### What needs to be done
Read through the data and report every line in which the word "black" occurs.

++++ Input data ++++

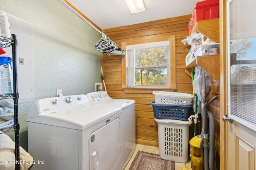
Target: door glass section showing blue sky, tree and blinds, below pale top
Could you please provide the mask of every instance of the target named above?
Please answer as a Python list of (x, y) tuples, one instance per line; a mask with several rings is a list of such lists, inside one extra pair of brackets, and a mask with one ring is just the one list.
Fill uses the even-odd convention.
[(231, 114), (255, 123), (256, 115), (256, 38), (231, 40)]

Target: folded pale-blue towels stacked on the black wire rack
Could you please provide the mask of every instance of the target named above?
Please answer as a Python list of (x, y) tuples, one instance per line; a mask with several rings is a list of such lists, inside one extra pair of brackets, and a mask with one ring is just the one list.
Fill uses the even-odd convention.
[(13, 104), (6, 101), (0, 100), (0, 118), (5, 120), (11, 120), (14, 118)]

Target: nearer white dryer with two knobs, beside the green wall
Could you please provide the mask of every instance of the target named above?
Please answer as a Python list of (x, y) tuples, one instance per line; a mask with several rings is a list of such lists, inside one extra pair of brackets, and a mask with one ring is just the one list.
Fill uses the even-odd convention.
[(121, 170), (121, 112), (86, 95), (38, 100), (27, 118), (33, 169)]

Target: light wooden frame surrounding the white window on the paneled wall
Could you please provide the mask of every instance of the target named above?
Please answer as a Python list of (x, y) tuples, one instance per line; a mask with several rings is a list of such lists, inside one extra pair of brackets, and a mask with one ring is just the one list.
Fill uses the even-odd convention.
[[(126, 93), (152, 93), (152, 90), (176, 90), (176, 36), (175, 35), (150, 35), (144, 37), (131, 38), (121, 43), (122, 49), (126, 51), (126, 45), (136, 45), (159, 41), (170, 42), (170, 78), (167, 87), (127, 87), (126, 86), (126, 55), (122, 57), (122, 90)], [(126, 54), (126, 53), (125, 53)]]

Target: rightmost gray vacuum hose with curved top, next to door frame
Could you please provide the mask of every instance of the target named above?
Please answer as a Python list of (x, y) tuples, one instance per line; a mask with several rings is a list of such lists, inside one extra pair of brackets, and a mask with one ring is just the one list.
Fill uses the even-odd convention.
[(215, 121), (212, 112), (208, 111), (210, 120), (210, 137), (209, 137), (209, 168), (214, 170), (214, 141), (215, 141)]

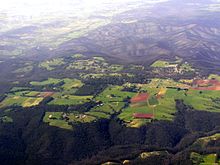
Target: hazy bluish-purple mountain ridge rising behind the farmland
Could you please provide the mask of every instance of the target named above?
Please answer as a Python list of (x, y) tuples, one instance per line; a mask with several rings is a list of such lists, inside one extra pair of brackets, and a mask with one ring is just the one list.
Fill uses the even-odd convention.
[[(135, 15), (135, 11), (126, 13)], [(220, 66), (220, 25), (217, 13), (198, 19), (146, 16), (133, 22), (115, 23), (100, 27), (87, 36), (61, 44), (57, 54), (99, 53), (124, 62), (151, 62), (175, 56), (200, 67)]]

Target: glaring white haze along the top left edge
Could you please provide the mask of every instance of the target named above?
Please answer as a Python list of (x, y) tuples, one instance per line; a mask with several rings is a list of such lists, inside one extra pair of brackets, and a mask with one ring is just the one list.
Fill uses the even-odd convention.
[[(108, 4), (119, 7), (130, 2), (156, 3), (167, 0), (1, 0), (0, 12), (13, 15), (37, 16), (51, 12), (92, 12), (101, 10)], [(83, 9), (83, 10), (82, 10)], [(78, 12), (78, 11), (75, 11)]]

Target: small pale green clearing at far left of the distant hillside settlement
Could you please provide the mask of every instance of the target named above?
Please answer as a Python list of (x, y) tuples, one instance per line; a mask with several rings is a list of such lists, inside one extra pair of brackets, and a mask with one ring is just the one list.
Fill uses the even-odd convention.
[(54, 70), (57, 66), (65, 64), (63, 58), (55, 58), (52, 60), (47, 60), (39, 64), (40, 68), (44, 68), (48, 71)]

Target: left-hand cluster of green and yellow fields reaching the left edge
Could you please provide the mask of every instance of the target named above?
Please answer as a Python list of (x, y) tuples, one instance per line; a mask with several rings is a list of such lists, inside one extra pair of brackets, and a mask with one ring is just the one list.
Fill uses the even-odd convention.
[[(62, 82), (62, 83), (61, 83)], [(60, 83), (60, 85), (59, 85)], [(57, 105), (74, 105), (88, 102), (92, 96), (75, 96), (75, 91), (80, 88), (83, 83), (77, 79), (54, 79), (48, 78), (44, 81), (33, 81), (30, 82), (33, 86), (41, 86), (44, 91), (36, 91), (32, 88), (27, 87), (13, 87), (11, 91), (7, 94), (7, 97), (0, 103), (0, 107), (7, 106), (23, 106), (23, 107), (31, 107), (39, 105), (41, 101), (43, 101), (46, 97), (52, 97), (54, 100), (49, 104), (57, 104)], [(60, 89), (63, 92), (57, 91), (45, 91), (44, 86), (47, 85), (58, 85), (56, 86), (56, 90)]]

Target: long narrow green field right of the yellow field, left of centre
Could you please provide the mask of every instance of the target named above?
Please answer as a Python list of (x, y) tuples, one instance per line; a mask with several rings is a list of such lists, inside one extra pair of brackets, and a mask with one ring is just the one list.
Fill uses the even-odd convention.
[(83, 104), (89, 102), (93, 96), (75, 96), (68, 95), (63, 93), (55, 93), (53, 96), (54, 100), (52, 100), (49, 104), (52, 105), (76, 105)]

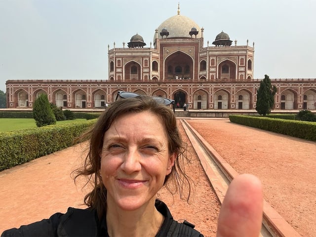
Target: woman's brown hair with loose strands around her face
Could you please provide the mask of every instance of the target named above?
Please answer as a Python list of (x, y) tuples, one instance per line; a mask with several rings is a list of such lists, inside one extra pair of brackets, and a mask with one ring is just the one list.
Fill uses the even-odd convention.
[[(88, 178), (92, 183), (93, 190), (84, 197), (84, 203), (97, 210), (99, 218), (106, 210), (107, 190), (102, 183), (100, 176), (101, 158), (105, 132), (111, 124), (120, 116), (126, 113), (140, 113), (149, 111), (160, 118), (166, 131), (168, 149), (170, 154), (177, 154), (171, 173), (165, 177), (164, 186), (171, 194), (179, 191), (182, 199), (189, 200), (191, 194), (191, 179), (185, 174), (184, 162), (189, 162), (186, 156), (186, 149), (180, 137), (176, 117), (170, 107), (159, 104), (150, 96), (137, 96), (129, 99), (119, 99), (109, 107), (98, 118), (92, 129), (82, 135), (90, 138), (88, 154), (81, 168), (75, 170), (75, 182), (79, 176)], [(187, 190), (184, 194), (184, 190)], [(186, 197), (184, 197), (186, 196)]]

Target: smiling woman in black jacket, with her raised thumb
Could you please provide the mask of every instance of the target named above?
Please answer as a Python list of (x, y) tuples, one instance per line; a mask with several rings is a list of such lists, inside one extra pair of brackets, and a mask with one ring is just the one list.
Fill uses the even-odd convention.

++++

### Result of the exercise
Target: folded pale-blue towels stacked on the black wire rack
Target: smiling woman in black jacket, with her raised thumb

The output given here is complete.